The flag of Tierra del Fuego, Antarctica and South Atlantic Islands Province is an Argentinian provincial flag representing Tierra del Fuego Province, Argentina and its constituent parts. The flag was adopted by the provincial government on November 9th, 1999 after it was selected as the winning design in a public contest. It was designed by Teresa Beatríz Martínez.

Design 
The flag of the Tierra del Fuego Province is composed of two roughly triangular fields of orange and blue which are divided by stylized white albatross that stretches from the top hoist to the bottom fly. The blue field features five white, five-pointed stars tilted to the left, representing the Southern Cross constellation. 

The orange color represents the eponymous fire of Tierra del Fuego (English: Land of Fire). The shape of the orange field is a stylized representation of the outline of the Argentine section of the Isla Grande de Tierra del Fuego. The blue represents the sea that surrounds the island, and the sky. The stars represent the surrounding islands and territorial elements that make up the province. The albatross is a bird native to the local fauna, and in the flag, it represents freedom.

• [GOALS]
[a] From the text on the Tierra del Fuego flag, extract the part that opens with the words containing "The flag of Tierra" and closes with "Teresa Beatríz Martínez.".
[b] In the text on the Tierra del Fuego flag, what does the albatross represent?

Collection entries:
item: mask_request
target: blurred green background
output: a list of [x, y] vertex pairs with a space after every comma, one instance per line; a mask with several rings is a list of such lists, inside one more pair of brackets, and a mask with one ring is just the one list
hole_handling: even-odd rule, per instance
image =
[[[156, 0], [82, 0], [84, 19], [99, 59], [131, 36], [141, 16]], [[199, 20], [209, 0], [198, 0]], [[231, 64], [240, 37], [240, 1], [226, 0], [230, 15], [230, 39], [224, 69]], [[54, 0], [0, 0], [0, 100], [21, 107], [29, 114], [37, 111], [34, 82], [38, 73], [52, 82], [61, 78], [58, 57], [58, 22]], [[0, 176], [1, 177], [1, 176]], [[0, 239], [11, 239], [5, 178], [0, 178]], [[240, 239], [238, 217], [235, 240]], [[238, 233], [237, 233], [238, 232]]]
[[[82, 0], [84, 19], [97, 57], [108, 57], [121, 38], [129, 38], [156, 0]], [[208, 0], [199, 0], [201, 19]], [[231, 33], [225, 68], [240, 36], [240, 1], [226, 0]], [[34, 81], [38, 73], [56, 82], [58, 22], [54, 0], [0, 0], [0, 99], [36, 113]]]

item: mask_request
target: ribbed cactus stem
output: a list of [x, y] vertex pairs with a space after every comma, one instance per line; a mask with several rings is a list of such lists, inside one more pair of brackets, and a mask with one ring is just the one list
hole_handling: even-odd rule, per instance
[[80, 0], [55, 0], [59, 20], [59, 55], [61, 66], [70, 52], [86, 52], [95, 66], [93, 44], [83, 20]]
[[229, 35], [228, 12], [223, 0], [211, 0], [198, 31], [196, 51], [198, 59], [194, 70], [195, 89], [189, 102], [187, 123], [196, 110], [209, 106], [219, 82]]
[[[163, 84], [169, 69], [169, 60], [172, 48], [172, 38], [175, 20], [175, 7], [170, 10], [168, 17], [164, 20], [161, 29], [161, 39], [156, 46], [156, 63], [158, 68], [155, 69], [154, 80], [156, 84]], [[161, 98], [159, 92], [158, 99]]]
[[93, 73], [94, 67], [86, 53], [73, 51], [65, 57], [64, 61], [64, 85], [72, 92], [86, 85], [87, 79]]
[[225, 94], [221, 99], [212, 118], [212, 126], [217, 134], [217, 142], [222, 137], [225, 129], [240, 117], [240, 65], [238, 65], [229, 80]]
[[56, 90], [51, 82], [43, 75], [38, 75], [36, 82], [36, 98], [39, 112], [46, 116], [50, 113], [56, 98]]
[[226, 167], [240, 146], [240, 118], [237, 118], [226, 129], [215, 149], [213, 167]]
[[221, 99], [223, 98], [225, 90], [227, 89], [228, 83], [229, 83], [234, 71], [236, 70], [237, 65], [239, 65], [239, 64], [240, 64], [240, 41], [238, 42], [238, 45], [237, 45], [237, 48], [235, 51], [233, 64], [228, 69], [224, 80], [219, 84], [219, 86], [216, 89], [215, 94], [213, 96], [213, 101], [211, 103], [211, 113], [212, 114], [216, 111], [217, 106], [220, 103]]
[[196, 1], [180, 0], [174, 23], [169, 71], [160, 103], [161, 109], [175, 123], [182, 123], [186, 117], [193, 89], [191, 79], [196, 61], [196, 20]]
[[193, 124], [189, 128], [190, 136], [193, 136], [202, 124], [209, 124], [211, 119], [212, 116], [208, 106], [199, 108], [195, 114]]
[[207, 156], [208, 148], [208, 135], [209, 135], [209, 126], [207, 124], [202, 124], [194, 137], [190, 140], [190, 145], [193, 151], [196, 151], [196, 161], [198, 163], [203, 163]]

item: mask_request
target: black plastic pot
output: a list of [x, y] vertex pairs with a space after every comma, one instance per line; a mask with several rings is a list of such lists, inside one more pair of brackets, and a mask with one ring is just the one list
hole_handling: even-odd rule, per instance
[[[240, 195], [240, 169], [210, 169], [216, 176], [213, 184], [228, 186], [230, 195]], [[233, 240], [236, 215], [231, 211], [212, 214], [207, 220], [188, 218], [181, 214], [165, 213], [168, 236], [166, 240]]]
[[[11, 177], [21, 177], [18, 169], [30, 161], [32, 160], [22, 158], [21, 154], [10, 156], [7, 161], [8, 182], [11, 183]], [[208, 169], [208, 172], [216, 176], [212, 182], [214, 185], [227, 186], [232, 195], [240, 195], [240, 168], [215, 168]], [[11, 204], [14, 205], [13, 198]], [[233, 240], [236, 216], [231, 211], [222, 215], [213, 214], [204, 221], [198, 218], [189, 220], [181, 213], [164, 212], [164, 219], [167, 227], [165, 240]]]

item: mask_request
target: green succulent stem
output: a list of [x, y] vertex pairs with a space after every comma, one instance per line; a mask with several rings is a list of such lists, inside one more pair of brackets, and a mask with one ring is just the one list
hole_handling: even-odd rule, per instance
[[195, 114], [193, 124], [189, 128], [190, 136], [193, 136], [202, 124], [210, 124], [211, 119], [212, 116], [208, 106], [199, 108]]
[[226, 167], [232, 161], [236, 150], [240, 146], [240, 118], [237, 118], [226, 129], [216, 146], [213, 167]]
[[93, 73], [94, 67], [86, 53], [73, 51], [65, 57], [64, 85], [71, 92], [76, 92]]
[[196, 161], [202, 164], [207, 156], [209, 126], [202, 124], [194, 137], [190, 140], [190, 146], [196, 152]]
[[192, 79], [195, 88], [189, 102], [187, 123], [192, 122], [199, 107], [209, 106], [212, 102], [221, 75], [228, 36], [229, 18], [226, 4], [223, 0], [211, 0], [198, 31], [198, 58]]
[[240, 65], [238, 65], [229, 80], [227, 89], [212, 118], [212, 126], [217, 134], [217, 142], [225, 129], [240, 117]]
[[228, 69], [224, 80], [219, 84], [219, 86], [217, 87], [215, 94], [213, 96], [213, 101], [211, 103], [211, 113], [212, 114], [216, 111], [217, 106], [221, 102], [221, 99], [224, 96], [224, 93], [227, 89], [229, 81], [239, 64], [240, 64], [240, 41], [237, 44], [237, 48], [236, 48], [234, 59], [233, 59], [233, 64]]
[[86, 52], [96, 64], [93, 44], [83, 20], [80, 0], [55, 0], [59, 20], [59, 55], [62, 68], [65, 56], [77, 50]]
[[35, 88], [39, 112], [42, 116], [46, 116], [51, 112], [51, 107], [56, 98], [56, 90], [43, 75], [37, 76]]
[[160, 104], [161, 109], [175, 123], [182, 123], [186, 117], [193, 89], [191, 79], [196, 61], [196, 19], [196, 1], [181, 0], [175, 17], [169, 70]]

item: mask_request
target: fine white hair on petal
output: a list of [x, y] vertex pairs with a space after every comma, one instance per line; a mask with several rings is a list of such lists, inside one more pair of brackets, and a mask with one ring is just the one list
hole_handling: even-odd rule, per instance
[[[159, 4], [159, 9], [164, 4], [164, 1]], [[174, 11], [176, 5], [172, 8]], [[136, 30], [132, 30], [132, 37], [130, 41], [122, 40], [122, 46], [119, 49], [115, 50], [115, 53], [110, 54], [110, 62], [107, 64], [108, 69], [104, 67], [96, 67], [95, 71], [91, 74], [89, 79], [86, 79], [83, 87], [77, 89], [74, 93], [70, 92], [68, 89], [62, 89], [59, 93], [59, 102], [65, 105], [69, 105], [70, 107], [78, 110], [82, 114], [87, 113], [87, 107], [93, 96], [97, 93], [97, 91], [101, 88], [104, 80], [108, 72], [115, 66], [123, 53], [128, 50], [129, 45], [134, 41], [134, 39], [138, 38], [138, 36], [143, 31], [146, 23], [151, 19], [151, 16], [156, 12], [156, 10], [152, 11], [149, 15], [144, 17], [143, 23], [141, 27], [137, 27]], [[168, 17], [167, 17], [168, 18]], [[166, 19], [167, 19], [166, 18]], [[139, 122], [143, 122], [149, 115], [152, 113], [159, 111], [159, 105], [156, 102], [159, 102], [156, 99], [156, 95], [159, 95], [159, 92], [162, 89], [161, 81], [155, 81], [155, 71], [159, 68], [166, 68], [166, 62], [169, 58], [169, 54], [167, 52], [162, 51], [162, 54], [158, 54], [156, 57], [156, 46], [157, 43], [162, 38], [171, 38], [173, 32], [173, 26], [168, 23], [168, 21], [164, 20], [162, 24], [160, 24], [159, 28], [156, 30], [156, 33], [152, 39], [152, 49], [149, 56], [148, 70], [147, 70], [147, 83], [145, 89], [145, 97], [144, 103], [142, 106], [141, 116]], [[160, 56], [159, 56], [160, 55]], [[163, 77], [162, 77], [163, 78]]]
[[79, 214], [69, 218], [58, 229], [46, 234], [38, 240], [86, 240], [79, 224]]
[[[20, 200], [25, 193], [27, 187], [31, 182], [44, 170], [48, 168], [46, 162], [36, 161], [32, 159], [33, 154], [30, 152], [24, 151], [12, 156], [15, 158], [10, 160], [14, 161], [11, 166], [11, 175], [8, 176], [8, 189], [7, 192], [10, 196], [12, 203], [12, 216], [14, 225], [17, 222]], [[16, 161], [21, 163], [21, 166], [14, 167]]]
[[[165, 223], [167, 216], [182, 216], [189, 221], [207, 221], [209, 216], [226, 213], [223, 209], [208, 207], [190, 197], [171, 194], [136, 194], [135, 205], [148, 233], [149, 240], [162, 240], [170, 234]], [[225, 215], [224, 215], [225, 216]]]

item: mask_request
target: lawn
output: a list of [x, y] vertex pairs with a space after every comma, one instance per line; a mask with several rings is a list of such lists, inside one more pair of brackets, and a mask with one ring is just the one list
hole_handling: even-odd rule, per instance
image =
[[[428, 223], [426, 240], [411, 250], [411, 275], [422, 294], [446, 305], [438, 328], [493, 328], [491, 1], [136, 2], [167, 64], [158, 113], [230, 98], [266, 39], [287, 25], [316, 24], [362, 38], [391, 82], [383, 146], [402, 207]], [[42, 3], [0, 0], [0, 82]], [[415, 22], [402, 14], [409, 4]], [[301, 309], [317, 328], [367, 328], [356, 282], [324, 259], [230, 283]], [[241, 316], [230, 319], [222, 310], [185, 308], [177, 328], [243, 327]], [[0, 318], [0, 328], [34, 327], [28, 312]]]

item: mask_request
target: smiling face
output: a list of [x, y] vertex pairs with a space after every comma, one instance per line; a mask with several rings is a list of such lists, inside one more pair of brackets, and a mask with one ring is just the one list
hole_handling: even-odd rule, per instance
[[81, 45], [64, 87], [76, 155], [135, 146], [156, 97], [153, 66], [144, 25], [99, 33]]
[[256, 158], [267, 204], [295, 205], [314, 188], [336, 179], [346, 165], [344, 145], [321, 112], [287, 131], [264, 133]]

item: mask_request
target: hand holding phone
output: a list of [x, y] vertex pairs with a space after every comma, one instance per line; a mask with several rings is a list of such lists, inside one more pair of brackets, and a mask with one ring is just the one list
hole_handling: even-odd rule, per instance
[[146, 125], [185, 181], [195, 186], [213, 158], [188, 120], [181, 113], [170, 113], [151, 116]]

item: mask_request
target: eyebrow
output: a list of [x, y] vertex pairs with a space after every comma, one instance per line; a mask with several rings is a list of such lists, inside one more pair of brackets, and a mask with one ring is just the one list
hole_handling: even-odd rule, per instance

• [RESPONSES PER TASK]
[a]
The flag of Tierra del Fuego, Antarctica and South Atlantic Islands Province is an Argentinian provincial flag representing Tierra del Fuego Province, Argentina and its constituent parts. The flag was adopted by the provincial government on November 9th, 1999 after it was selected as the winning design in a public contest. It was designed by Teresa Beatríz Martínez.

[b] Freedom.